--- Input ---

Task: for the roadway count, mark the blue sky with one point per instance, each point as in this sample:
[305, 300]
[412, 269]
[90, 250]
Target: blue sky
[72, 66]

--- Brief ---
Every line of the data should be output exactly as it was given.

--- Your solution ---
Task: for the roadway count, mark the blue sky with one point per instance, each point as in this sample:
[305, 300]
[412, 269]
[90, 250]
Target: blue sky
[72, 66]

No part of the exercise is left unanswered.